Rosan menjelaskan, karena biaya pemindahan Ibu Kota Negara baru hanya 19 persen dari APBN, karena itu diharapkan peran dunia usaha dalam rencana besar ini.

"Kami harapkan, dari Kadin dan organisasi bernaung di bawahnya, para pelaku industri, memanfaatkan peluang ini. Tidak ada satu target yang mudah, tetapi kita masuk masa teknologi yang bergerak cepat, sehingga yang dulu kita lihat suatu yang susah dicapai sekarang jadi bisa tercapai," ujarnya.

Ia mencontohkan, kenapa China bisa membangun gedung 30 lantai dalam waktu satu bulan, semua berkat inovasi dan kemajuan teknologi. Dia menegaskan, para pelaku usaha mengambil peran dalam rencana pemindahan ibu kota ini.

"Semua bisa dilakukan dengan kemajuan teknologi inovasi, hal di luar pemikiran kita bisa dilakukan. Mari ambil peran aktif termasuk dalam rencana pemindahan ibu kota," kata dia.

Nagara Rimba Nusa

Sedangkan, untuk memastikan Ibu Kota Negara memiliki konsep yang matang bagi seluruh bangsa Indonesia, Kementerian Pekerjaan Umum dan Perumahan Rakyat (PUPR) secara resmi mengumumkan kepada publik pemenang sayembara desain Ibu Kota Negara baru.

Bertempat di Auditorium Kementerian PUPR, tim dewan juri menetapkan bahwa 'Nagara Rimba Nusa' dengan nomor peserta IKN-0114J menjadi juara pertama dan berhak mendapatkan Rp2 miliar.

Menteri PUPR, Basuki Hadimuljono mengatakan, pemenang sayembara ini tidak hanya memiliki konsep kota yang bagus melainkan memiliki pembeda dibandingkan kota lain di dunia.

Ia pun mengungkapkan, pemenang nantinya akan diajak berkunjung langsung ke lokasi ibu kota baru untuk lebih mematangkan desain yang telah disiapkan. 

"Kalau bisa dikolaborasikan menjadi satu yang terbaik, kita akan ke lapangan bersama, untuk menyesuaikan lagi, kondisi desain kita dengan lapangan," kata dia.

Perwakilan Tim Pemenang, Sofian Sibarani mengatakan konsep 'Nagara Rimba Nusa' disusun dalam waktu kurang lebih satu bulan sejak Oktober 2019. Konsep ini melibatkan banyak ahli, termasuk dari luar negeri dengan total anggota 10 orang. 

"Ada ahli smart city juga. Ada juga teman-teman pernah bekerja di luar negeri. Bantuan teman luar negeri juga hadir, Hong Kong, Singapura, ada Malaysia, ide terbaik kita jadikan satu, kolaboratif lah," kata Sofian di Auditorium PUPR, Jakarta, Senin 23 Desember 2019. 

Maket dari pemenang desain Ibu Kota Negara Baru.

Informasi yang Ditampilkan:
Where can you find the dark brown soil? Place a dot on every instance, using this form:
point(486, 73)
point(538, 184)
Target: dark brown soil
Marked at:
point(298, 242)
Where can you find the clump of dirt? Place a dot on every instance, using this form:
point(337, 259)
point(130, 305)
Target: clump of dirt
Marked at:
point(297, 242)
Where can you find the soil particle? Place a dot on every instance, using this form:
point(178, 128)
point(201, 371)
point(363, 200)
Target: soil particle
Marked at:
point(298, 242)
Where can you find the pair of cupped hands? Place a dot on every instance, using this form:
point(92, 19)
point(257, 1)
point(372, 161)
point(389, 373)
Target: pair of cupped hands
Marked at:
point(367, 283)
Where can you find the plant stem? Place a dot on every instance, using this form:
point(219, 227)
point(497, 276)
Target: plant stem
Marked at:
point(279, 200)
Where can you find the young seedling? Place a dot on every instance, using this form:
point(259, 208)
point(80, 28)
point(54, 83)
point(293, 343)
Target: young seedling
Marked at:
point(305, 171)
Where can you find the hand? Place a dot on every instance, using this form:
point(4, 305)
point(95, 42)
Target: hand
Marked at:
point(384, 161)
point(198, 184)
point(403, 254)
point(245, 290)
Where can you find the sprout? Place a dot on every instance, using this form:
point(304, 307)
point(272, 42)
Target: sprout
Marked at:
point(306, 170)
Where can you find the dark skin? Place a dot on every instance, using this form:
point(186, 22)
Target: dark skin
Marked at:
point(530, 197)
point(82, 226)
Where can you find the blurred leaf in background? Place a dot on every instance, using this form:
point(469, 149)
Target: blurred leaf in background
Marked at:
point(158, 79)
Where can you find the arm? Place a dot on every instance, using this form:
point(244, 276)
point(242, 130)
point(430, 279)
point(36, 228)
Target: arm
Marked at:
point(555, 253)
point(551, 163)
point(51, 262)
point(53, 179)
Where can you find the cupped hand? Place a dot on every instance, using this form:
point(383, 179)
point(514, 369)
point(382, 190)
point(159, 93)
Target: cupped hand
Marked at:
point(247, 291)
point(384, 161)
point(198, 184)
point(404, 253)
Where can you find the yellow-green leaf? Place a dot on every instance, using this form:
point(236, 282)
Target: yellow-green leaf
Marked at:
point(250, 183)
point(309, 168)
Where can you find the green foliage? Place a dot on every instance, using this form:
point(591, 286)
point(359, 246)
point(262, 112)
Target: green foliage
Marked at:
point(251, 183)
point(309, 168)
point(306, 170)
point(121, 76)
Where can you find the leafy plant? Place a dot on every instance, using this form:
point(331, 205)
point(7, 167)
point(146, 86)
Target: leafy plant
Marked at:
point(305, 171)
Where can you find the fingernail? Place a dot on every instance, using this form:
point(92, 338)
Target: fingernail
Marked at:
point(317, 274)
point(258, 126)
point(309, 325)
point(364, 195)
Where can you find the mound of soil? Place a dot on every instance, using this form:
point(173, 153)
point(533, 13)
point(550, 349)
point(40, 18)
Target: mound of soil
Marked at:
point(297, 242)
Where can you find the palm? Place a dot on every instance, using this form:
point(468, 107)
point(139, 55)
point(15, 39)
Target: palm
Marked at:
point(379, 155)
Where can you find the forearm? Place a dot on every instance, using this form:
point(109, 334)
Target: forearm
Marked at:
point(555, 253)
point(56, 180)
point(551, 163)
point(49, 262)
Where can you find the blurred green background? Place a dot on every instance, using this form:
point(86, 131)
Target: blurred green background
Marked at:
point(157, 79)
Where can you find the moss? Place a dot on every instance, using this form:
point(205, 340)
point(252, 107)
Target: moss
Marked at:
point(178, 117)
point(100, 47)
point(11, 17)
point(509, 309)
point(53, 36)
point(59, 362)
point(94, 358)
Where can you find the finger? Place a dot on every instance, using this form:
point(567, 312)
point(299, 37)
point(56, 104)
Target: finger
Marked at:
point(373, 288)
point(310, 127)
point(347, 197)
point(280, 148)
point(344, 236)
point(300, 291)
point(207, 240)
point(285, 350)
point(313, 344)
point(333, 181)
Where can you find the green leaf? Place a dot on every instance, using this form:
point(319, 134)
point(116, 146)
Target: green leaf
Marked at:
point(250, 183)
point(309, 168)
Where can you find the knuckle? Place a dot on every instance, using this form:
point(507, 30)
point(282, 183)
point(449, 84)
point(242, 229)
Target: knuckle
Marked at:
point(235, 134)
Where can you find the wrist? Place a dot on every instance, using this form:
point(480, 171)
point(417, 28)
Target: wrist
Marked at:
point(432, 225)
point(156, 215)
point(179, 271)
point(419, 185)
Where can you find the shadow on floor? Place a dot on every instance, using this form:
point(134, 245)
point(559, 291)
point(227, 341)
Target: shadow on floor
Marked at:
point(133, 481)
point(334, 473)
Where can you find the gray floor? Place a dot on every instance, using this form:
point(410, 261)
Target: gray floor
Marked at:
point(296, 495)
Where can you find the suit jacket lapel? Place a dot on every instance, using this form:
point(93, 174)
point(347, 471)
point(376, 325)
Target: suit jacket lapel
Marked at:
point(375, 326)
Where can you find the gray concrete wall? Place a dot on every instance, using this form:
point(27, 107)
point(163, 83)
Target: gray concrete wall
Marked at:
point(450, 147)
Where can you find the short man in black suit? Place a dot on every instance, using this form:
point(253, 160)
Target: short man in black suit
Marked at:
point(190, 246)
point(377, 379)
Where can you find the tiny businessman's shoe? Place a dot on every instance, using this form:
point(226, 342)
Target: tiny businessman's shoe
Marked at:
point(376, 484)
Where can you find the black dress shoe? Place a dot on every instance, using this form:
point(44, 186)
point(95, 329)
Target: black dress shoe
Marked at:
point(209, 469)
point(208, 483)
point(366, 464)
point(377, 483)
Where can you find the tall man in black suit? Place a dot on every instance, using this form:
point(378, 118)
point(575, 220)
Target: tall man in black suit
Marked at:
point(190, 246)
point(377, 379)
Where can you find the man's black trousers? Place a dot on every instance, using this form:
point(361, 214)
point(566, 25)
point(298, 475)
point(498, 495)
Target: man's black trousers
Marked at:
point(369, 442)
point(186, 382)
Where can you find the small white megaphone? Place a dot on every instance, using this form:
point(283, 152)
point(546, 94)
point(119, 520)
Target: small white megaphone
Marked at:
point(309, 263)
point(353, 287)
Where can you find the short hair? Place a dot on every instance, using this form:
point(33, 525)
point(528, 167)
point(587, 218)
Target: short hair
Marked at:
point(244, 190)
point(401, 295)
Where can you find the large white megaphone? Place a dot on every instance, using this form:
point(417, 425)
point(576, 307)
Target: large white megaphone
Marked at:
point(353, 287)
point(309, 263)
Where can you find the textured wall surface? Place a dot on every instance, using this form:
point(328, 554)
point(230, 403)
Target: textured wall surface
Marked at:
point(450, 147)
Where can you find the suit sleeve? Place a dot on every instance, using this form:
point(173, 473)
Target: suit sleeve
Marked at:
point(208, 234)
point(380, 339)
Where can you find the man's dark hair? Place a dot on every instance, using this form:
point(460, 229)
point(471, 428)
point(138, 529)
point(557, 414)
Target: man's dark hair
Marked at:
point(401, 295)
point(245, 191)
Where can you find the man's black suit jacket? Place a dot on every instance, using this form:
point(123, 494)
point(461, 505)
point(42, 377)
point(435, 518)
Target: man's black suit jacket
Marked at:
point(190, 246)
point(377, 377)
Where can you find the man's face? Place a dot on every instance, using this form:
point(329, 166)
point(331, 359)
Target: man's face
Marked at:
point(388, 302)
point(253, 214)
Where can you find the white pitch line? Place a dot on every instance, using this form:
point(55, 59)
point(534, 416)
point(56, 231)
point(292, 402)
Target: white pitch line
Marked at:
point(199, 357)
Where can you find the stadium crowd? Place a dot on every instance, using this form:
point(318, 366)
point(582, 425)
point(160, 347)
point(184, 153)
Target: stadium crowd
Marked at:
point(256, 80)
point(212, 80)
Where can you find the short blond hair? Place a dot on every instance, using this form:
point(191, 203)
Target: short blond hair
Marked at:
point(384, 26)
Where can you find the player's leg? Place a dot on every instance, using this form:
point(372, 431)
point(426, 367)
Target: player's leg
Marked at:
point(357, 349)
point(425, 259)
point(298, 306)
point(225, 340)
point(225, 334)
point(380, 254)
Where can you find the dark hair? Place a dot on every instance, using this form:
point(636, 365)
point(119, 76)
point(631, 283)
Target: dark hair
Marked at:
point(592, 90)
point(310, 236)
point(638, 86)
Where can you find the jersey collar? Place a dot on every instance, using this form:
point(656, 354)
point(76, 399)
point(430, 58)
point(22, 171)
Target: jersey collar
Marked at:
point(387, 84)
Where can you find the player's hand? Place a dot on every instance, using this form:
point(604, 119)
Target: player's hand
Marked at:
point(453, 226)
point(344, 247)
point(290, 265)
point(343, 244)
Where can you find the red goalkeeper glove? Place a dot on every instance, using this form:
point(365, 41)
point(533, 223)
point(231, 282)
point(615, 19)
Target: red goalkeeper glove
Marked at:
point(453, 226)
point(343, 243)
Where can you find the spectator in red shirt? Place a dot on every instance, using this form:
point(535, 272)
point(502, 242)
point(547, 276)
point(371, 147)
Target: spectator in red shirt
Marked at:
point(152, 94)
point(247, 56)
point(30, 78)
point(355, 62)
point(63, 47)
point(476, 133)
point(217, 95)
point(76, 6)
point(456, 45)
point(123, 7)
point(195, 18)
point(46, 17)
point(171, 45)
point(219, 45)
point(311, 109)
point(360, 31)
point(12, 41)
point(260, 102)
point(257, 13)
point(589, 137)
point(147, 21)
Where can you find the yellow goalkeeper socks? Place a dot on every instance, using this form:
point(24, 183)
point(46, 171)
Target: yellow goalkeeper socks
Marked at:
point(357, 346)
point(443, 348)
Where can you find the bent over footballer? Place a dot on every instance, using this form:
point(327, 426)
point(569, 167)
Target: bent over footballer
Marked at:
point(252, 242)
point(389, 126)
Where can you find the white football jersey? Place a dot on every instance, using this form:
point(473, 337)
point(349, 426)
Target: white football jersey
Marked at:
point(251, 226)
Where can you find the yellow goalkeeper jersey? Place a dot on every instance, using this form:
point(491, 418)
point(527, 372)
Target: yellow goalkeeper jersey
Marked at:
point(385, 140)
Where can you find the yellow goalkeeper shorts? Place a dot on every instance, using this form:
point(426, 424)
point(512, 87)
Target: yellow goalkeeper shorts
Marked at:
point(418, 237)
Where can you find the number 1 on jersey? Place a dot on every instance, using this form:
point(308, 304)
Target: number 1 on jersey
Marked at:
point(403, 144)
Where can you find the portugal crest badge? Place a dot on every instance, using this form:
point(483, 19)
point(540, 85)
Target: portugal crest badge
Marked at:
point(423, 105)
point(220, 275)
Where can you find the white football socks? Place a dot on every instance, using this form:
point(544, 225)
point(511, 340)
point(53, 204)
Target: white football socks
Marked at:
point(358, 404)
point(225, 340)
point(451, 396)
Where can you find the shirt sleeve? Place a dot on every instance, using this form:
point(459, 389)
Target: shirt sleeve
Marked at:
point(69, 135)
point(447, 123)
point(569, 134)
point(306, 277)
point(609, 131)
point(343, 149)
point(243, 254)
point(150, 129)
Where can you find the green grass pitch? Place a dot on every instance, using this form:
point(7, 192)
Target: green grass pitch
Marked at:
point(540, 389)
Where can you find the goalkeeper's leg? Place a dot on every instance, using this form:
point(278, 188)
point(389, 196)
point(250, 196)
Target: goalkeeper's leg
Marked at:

Perintah Latihan:
1 > Berdasarkan kutipan sumber, berapa hadiah yang berhak diterima juara pertama sayembara desain Ibu Kota Negara baru?
2 > Sebutkan semua nama orang yang disebutkan dalam kutipan sumber.
Entri-entri tersebut diambil dari sumber yang berbeda dengan kutipan sumber.

Kunci Jawaban:
1 > Rp2 miliar.

2 > Rosan, Basuki Hadimuljono, Sofian Sibarani